Given request >> Could you quote, word for word, the stretch of lines from the very first one through the line containing "[[[5,177],[0,191],[255,192],[256,145],[232,144],[133,147]]]", leaving the pictures out of your answer?

Records for the exercise >>
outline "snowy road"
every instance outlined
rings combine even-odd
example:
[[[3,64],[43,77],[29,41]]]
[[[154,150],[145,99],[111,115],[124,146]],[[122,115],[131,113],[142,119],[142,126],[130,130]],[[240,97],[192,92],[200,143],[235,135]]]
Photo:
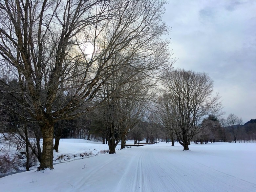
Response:
[[[5,177],[0,191],[255,192],[256,145],[232,144],[133,147]]]

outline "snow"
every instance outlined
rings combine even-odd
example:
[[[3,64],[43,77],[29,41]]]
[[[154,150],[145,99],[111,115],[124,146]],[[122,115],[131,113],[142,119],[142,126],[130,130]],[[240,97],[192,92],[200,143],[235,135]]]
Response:
[[[107,146],[87,142],[63,140],[60,153]],[[0,179],[1,191],[256,191],[256,144],[191,144],[186,151],[175,145],[117,149],[116,154],[55,164],[53,170],[7,176]]]

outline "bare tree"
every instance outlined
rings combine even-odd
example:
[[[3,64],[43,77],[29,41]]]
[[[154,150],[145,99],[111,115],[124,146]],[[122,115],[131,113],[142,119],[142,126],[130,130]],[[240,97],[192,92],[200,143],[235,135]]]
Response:
[[[170,100],[170,98],[168,96],[168,94],[164,94],[162,96],[159,97],[157,102],[155,103],[157,109],[156,113],[161,124],[165,128],[164,130],[166,134],[171,137],[172,146],[174,146],[175,132],[174,126],[176,126],[175,119],[172,110],[170,110],[171,107],[170,104],[171,101]]]
[[[238,129],[240,126],[243,123],[242,118],[239,118],[234,114],[231,113],[228,115],[226,121],[227,125],[230,127],[234,141],[236,143]]]
[[[213,95],[213,81],[206,73],[178,69],[167,75],[165,97],[168,100],[162,108],[171,117],[170,127],[183,150],[189,150],[190,140],[203,128],[203,119],[220,112],[220,97]]]
[[[168,54],[167,42],[160,38],[168,31],[161,21],[165,3],[153,0],[0,1],[1,75],[18,81],[19,91],[8,93],[29,113],[31,118],[26,120],[36,121],[42,130],[38,170],[53,169],[55,122],[91,108],[80,106],[101,96],[99,90],[108,80],[104,74],[112,68],[110,60],[115,55],[120,53],[121,65],[131,57],[136,61],[139,54],[147,62],[130,62],[130,68],[141,71],[149,66],[151,70],[145,74],[158,75],[155,69],[160,66],[155,60],[161,59],[163,67]],[[55,105],[58,97],[66,101]]]

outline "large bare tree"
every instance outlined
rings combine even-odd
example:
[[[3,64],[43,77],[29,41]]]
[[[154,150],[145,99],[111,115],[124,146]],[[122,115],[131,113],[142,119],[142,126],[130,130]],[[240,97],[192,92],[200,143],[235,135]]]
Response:
[[[0,1],[1,75],[18,81],[19,90],[8,93],[29,113],[27,120],[39,125],[43,141],[39,170],[53,168],[54,123],[91,108],[84,103],[101,96],[109,77],[104,74],[113,70],[111,59],[118,55],[118,65],[152,78],[166,67],[167,42],[160,38],[168,31],[161,21],[165,3]],[[127,62],[131,59],[134,62]],[[60,98],[63,102],[56,102]]]
[[[168,73],[164,80],[164,98],[158,104],[160,116],[174,131],[183,150],[189,150],[191,139],[203,128],[207,116],[218,114],[222,109],[218,94],[213,93],[213,81],[205,73],[177,69]],[[160,113],[161,114],[161,113]]]
[[[226,122],[227,125],[230,127],[234,141],[236,143],[238,129],[239,126],[243,124],[242,118],[239,118],[233,113],[231,113],[227,117]]]

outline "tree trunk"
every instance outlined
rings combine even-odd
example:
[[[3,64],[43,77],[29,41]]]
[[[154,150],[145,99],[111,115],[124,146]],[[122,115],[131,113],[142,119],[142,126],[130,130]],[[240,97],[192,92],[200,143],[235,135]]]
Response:
[[[38,170],[43,170],[47,168],[53,169],[53,123],[46,123],[42,125],[42,128],[43,153],[42,161]]]
[[[28,129],[27,129],[27,124],[26,122],[24,124],[24,130],[26,138],[26,171],[29,171],[29,138],[28,136]]]
[[[116,153],[116,140],[115,138],[108,139],[108,147],[109,148],[109,154]]]
[[[55,142],[54,142],[54,147],[53,149],[55,150],[55,151],[58,152],[59,148],[59,140],[60,139],[60,137],[57,137],[55,138]]]
[[[183,143],[183,151],[189,150],[189,149],[188,148],[189,144],[188,143]]]
[[[125,143],[126,143],[126,140],[125,139],[125,135],[122,135],[121,137],[121,149],[125,149]]]
[[[172,137],[172,146],[174,146],[174,139],[173,139],[173,137]]]

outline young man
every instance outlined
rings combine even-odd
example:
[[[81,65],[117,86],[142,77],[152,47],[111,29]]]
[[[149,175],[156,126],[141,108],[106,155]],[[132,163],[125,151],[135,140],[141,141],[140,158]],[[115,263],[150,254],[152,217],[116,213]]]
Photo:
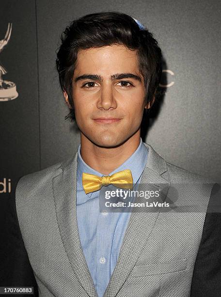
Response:
[[[17,183],[12,211],[21,236],[8,282],[47,297],[220,296],[220,216],[206,214],[217,188],[141,138],[161,72],[157,41],[115,12],[74,20],[62,41],[56,65],[80,144],[70,159]],[[141,184],[176,207],[200,201],[201,210],[101,212],[105,188]]]

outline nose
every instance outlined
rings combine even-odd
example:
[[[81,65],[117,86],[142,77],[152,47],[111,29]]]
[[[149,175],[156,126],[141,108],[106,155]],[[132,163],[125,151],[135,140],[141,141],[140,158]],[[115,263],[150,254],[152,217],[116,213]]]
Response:
[[[103,85],[100,93],[100,97],[97,102],[97,108],[105,110],[116,108],[117,102],[113,92],[114,90],[111,84]]]

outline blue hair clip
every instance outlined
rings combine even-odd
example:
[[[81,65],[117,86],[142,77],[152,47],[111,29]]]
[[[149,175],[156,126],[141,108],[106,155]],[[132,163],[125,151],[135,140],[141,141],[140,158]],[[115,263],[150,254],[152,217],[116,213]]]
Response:
[[[142,24],[140,22],[139,22],[139,20],[137,20],[137,19],[136,19],[136,18],[134,18],[133,17],[133,18],[135,21],[135,22],[137,23],[137,24],[138,25],[141,30],[145,30],[145,28],[143,27]]]

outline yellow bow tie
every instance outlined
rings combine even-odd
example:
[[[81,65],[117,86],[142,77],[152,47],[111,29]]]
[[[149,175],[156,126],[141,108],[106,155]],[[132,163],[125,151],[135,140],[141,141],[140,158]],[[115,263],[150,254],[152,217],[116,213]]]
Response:
[[[133,178],[131,171],[125,169],[112,175],[102,177],[83,172],[82,183],[86,194],[100,190],[103,186],[113,184],[123,189],[133,189]]]

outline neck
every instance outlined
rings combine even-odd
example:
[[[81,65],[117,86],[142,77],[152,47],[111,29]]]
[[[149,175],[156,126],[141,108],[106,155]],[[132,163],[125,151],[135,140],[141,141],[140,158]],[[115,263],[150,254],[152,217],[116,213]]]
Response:
[[[81,158],[95,170],[108,175],[135,151],[140,144],[140,135],[139,130],[122,145],[115,148],[103,148],[97,146],[81,133]]]

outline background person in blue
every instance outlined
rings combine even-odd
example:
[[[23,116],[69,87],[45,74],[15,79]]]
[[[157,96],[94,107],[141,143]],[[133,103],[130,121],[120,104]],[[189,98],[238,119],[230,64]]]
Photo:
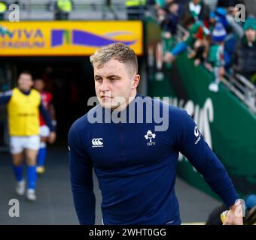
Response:
[[[135,101],[153,108],[159,101],[137,94],[137,58],[129,46],[110,44],[90,61],[100,104],[78,119],[69,133],[71,184],[80,224],[95,224],[93,167],[102,194],[104,224],[181,224],[174,190],[180,152],[230,207],[225,224],[242,224],[237,214],[241,201],[235,203],[239,196],[226,170],[185,111],[160,102],[169,113],[169,128],[162,131],[154,130],[157,122],[144,121],[146,111],[142,123],[91,123],[89,116],[118,116],[130,112]]]

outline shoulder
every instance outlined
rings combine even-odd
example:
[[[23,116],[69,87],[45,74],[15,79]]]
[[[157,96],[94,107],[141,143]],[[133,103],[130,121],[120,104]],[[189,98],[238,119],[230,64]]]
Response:
[[[14,89],[0,92],[0,97],[11,97]]]
[[[72,136],[74,135],[79,136],[81,134],[84,134],[84,133],[91,128],[92,125],[88,120],[88,116],[94,115],[94,113],[96,113],[99,108],[100,106],[99,105],[94,106],[87,114],[77,119],[71,126],[69,136]]]

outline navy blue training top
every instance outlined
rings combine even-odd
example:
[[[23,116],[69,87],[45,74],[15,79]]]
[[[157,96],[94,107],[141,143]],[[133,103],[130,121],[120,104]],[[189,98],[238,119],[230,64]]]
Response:
[[[142,123],[91,123],[92,116],[105,119],[106,112],[113,112],[98,105],[69,130],[71,184],[80,224],[95,224],[93,167],[102,195],[104,224],[180,224],[174,190],[179,152],[227,206],[234,204],[239,196],[233,184],[191,117],[150,98],[136,95],[135,100],[153,109],[159,103],[161,110],[167,108],[168,129],[155,131],[159,122],[154,118],[145,122],[146,107]],[[123,111],[131,112],[131,104]]]

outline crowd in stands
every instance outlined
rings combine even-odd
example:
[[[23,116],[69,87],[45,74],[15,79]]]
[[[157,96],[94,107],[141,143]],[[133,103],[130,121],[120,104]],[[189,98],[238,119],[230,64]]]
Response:
[[[225,73],[238,73],[256,86],[255,16],[245,13],[245,21],[239,17],[243,13],[236,4],[244,4],[242,1],[218,0],[211,10],[206,3],[203,0],[148,2],[155,9],[163,38],[175,36],[178,24],[187,31],[182,41],[165,53],[165,62],[172,63],[190,49],[187,56],[194,60],[195,66],[203,64],[215,74],[210,90],[218,92]]]

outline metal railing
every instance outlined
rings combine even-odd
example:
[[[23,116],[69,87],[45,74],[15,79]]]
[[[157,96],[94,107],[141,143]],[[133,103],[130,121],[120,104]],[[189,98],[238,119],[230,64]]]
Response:
[[[7,1],[11,4],[15,1]],[[20,20],[53,20],[55,19],[54,3],[50,0],[20,0]],[[7,20],[9,10],[5,13]],[[69,20],[126,20],[126,10],[125,2],[112,0],[111,7],[105,0],[73,0],[73,9],[69,14]]]

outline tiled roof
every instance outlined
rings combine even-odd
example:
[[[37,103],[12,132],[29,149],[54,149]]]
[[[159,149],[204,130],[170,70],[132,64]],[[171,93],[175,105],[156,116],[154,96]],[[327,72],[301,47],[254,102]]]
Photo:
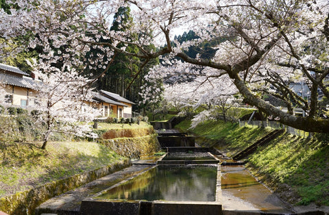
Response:
[[[0,82],[7,85],[16,86],[29,89],[33,89],[33,85],[36,84],[35,81],[31,78],[22,78],[3,73],[0,73]]]
[[[93,92],[93,97],[94,97],[94,100],[96,100],[96,101],[100,101],[108,103],[112,105],[117,105],[127,107],[127,105],[125,105],[123,103],[112,100],[106,97],[102,96],[98,92]]]
[[[106,95],[106,97],[109,97],[111,99],[112,99],[113,100],[115,100],[115,101],[121,101],[121,102],[125,102],[125,103],[130,103],[130,104],[132,104],[132,105],[135,104],[132,101],[129,101],[128,99],[126,99],[119,96],[117,94],[115,94],[115,93],[113,93],[113,92],[110,92],[108,91],[106,91],[106,90],[99,90],[99,92],[105,94]]]
[[[14,66],[6,65],[6,64],[0,64],[0,69],[3,69],[3,70],[7,71],[13,72],[13,73],[21,74],[21,75],[27,75],[27,76],[29,75],[29,74],[27,74],[25,72],[23,72],[23,71],[21,71],[17,67],[14,67]]]

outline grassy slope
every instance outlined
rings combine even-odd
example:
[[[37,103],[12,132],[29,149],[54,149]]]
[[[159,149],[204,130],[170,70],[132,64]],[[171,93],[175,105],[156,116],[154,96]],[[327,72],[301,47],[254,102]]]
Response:
[[[95,142],[49,142],[47,151],[29,144],[0,149],[0,197],[122,159]]]
[[[186,131],[189,123],[184,121],[178,128]],[[230,155],[269,129],[209,121],[189,131],[202,136],[204,145],[216,147]],[[247,166],[291,203],[329,205],[328,154],[329,135],[304,138],[284,134],[251,155]]]

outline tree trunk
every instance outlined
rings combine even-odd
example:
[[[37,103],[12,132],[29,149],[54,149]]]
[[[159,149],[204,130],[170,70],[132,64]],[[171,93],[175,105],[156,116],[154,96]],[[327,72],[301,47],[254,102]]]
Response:
[[[238,74],[231,72],[229,73],[229,75],[230,78],[234,81],[234,85],[249,104],[258,108],[260,111],[267,114],[269,116],[273,116],[274,118],[278,117],[278,122],[305,131],[329,132],[328,120],[321,118],[315,119],[312,117],[296,116],[284,112],[253,94]]]

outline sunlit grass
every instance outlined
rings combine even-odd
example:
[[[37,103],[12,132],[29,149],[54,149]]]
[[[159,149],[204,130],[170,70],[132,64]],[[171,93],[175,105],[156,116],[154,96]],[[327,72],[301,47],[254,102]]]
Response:
[[[124,159],[90,142],[19,144],[0,149],[0,197],[93,170]]]
[[[186,131],[190,125],[191,121],[186,121],[178,127]],[[204,145],[216,147],[230,155],[245,149],[271,129],[208,121],[188,131],[200,136]],[[284,133],[249,155],[247,166],[273,189],[280,189],[284,184],[291,188],[293,198],[286,200],[292,203],[329,205],[328,155],[329,134],[304,138]]]

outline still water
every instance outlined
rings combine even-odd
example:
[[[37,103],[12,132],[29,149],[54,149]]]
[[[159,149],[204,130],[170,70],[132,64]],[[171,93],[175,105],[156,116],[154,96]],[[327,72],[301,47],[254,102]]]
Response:
[[[98,199],[215,201],[217,166],[158,166]]]
[[[225,210],[291,212],[289,205],[257,181],[243,166],[221,166],[221,193]]]

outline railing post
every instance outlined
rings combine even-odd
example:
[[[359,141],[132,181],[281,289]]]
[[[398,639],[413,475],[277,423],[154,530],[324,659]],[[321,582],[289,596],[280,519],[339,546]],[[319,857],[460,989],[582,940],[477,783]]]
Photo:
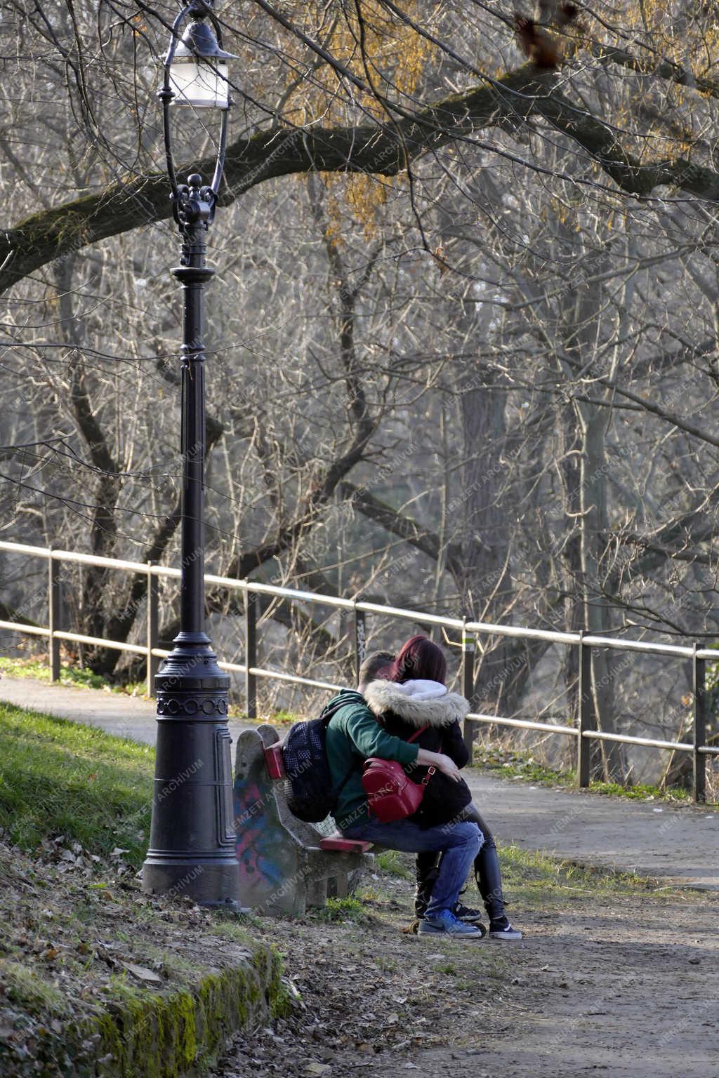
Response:
[[[248,719],[258,717],[258,679],[250,669],[258,664],[258,597],[245,592],[245,707]]]
[[[364,611],[354,608],[355,614],[355,674],[359,681],[359,669],[367,657],[367,621]]]
[[[694,645],[694,801],[706,801],[706,663]]]
[[[582,788],[590,785],[592,741],[584,731],[592,729],[592,648],[584,644],[584,632],[579,640],[579,734],[577,736],[577,780]]]
[[[148,696],[154,696],[155,674],[160,668],[160,659],[153,655],[153,648],[160,640],[160,581],[152,572],[152,562],[148,562]]]
[[[467,618],[462,619],[465,624],[461,630],[461,694],[469,701],[470,711],[474,710],[474,636],[467,632]],[[464,736],[469,762],[472,762],[474,746],[474,721],[465,719]]]
[[[47,658],[50,660],[50,680],[57,681],[60,676],[60,641],[55,633],[60,628],[60,573],[59,564],[53,557],[52,548],[47,555]]]

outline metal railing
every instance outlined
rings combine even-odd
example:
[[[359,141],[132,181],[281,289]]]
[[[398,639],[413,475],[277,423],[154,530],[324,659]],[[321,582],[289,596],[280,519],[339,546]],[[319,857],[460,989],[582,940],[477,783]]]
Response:
[[[24,624],[19,621],[0,621],[0,628],[24,633],[29,636],[47,638],[50,658],[50,677],[55,681],[59,677],[59,645],[61,640],[75,644],[87,644],[93,647],[110,648],[115,651],[126,651],[146,657],[148,687],[157,672],[160,660],[166,658],[169,651],[158,644],[158,588],[161,577],[179,579],[180,570],[152,562],[127,562],[113,557],[99,557],[94,554],[78,554],[73,551],[53,550],[46,547],[30,547],[26,543],[14,543],[0,540],[0,551],[14,554],[25,554],[44,558],[47,563],[47,626]],[[82,633],[71,633],[60,628],[60,579],[58,566],[61,562],[79,565],[93,565],[125,572],[143,573],[147,576],[147,642],[126,644],[120,640],[107,640]],[[719,746],[706,744],[706,663],[719,661],[719,652],[697,645],[686,647],[675,644],[653,644],[648,640],[613,639],[606,636],[592,636],[586,633],[552,632],[543,628],[524,628],[517,625],[495,625],[490,622],[470,621],[467,618],[446,618],[424,611],[406,610],[401,607],[384,606],[379,603],[365,603],[362,599],[347,599],[338,595],[324,595],[316,592],[305,592],[293,588],[280,588],[275,584],[263,584],[253,580],[237,580],[232,577],[205,575],[206,584],[215,584],[231,591],[239,591],[245,596],[245,641],[246,652],[244,663],[220,662],[222,669],[245,675],[246,708],[248,718],[257,718],[257,683],[258,678],[269,678],[303,685],[313,689],[334,691],[341,686],[313,678],[286,674],[282,671],[266,669],[257,664],[257,626],[259,595],[271,595],[276,598],[293,599],[319,606],[351,611],[354,617],[355,658],[357,667],[362,662],[367,642],[367,614],[382,614],[411,621],[419,625],[439,625],[443,628],[458,630],[461,633],[461,687],[465,696],[472,703],[474,697],[475,674],[475,638],[480,635],[507,636],[523,640],[544,640],[549,644],[562,644],[579,649],[579,691],[578,716],[575,725],[562,725],[549,722],[535,722],[525,719],[511,719],[498,715],[485,715],[471,710],[465,719],[465,741],[470,748],[474,741],[476,729],[481,723],[513,727],[521,730],[537,730],[550,734],[573,737],[577,741],[577,777],[580,787],[590,785],[591,742],[607,741],[624,745],[638,745],[648,748],[668,749],[674,752],[691,752],[693,757],[693,791],[695,801],[706,800],[706,759],[719,755]],[[617,651],[636,651],[645,654],[662,655],[664,658],[690,659],[693,664],[693,723],[691,742],[672,742],[655,737],[633,737],[628,734],[607,733],[593,728],[593,709],[591,692],[592,649],[610,648]]]

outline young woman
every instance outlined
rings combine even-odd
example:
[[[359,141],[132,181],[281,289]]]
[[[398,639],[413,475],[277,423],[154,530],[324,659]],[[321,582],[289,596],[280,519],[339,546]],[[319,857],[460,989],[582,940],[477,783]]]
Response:
[[[381,678],[364,689],[370,710],[388,733],[406,741],[415,740],[421,748],[448,756],[458,768],[469,762],[469,754],[459,722],[469,710],[469,703],[456,692],[448,692],[446,661],[440,648],[426,636],[413,636],[403,645],[395,662],[381,672]],[[415,782],[427,773],[424,768],[412,771]],[[484,818],[472,804],[471,790],[459,776],[438,771],[427,785],[421,805],[410,819],[420,828],[441,827],[452,830],[461,823],[476,824],[483,834],[482,847],[474,859],[474,877],[489,917],[489,937],[502,940],[522,939],[504,913],[501,873],[497,846]],[[417,894],[415,911],[423,917],[438,876],[441,857],[434,853],[418,853],[416,859]],[[457,902],[455,916],[478,924],[479,911]]]

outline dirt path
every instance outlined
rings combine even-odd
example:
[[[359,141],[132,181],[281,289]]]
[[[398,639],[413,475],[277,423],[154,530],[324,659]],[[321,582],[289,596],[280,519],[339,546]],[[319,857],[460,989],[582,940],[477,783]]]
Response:
[[[302,999],[290,1020],[239,1038],[215,1078],[717,1073],[714,895],[612,892],[571,875],[529,895],[515,884],[525,939],[457,943],[402,935],[409,883],[374,886],[368,923],[259,929]]]
[[[151,702],[4,678],[0,699],[154,740]],[[252,918],[301,999],[289,1019],[240,1038],[217,1078],[719,1073],[719,812],[467,776],[504,844],[525,940],[403,935],[410,883],[381,873],[363,882],[362,903],[335,907],[338,920]],[[557,874],[518,853],[534,849],[660,883]],[[692,889],[667,886],[677,880]]]
[[[153,701],[31,679],[0,679],[0,700],[154,744]],[[230,722],[233,737],[247,729]],[[719,808],[628,801],[465,772],[496,835],[586,865],[719,890]]]

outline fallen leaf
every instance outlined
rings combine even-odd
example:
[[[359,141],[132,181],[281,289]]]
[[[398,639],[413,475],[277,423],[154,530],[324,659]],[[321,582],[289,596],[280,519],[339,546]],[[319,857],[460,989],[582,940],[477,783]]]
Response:
[[[158,973],[155,973],[153,969],[146,969],[144,966],[136,966],[134,962],[124,962],[123,966],[141,981],[150,981],[152,984],[163,983],[162,977]]]

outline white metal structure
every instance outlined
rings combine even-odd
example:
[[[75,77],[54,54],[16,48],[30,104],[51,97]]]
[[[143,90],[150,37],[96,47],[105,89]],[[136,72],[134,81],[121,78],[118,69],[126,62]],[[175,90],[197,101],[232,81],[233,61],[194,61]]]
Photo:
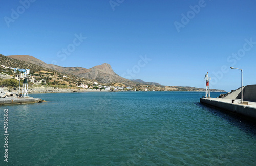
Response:
[[[22,97],[29,97],[29,86],[28,84],[28,78],[25,78],[22,85]]]
[[[241,70],[241,104],[243,104],[243,70],[242,69],[239,69],[239,68],[234,68],[234,67],[230,67],[230,68],[231,69],[238,69],[238,70]]]
[[[208,77],[207,73],[204,76],[204,80],[206,81],[206,88],[205,89],[205,98],[210,98],[210,87],[209,86],[209,81],[211,79],[210,77]]]

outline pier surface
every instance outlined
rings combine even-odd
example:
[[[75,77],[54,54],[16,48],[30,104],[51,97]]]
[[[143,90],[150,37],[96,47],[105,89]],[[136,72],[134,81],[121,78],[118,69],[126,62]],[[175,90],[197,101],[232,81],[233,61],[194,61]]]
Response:
[[[0,99],[0,105],[23,104],[40,102],[45,102],[45,101],[42,100],[41,99],[34,98],[29,97],[19,98],[17,97],[8,97],[4,99]]]
[[[234,100],[233,103],[232,100]],[[248,102],[248,105],[240,104],[241,100],[238,99],[200,98],[201,103],[256,120],[256,102]]]

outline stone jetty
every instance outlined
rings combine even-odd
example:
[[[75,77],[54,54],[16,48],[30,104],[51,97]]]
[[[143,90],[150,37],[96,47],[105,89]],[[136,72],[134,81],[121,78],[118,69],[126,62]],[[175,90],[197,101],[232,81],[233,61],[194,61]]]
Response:
[[[256,85],[243,87],[243,104],[241,103],[241,88],[232,91],[231,93],[221,94],[219,98],[201,98],[200,102],[256,120]]]

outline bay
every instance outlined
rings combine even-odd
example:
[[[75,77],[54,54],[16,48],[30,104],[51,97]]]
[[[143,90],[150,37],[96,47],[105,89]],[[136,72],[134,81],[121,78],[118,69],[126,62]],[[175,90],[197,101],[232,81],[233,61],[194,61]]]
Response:
[[[30,94],[47,102],[1,106],[2,124],[3,110],[8,109],[9,135],[8,163],[3,157],[0,162],[8,165],[255,165],[254,124],[200,104],[204,95]]]

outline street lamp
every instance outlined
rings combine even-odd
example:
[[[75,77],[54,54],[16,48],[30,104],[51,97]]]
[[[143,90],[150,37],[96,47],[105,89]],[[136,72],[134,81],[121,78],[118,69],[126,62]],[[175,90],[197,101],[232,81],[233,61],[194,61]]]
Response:
[[[238,70],[241,70],[241,103],[242,104],[243,104],[243,70],[242,69],[239,69],[239,68],[234,68],[234,67],[230,67],[231,69],[238,69]]]

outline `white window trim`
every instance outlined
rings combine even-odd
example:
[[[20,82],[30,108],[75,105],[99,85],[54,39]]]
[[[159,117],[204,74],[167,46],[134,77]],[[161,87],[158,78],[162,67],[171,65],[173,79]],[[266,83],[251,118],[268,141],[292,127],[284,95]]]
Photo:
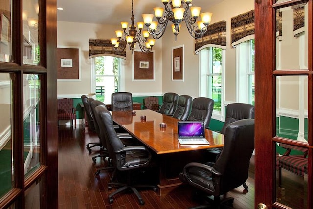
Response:
[[[214,46],[214,47],[216,47]],[[217,47],[218,48],[218,47]],[[212,114],[212,119],[217,120],[221,121],[224,121],[225,120],[225,105],[224,104],[224,101],[225,101],[225,60],[226,60],[226,50],[224,49],[221,48],[222,50],[222,85],[221,85],[221,111],[217,111],[216,110],[213,110],[213,112]],[[201,50],[199,53],[199,95],[200,97],[207,97],[207,71],[205,73],[204,76],[204,73],[201,72],[201,66],[204,66],[206,69],[208,69],[208,66],[209,65],[209,61],[208,60],[207,57],[208,56],[209,50],[207,49],[203,49]],[[201,61],[201,57],[203,57],[204,61]],[[203,63],[201,64],[201,62]],[[212,74],[214,75],[214,74]],[[205,79],[205,81],[204,80]],[[201,88],[201,84],[203,84],[205,82],[207,86],[205,88]]]
[[[236,47],[236,101],[237,102],[249,103],[249,95],[248,91],[249,75],[254,75],[254,72],[250,71],[246,67],[250,66],[250,59],[246,59],[250,56],[249,43],[242,42]],[[246,49],[246,50],[243,50]],[[244,69],[246,70],[240,70],[240,63],[245,63]],[[242,65],[241,65],[242,66]],[[242,93],[245,92],[245,93]]]
[[[96,83],[95,83],[95,65],[96,58],[95,57],[90,58],[90,63],[91,63],[91,82],[90,88],[91,91],[95,92]],[[125,60],[123,59],[119,59],[119,72],[118,73],[119,81],[118,89],[119,91],[125,91]]]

Task solution >>
outline "snowy road"
every instance outlined
rings combine even-odd
example:
[[[3,64],[43,77],[29,41]]]
[[[154,150],[145,99],[111,115],[124,146]],[[122,115],[131,113],[142,119],[142,126],[130,130]],[[240,97],[192,92],[200,143],[235,135]]]
Photo:
Response:
[[[5,177],[0,191],[255,192],[256,145],[232,144],[133,147]]]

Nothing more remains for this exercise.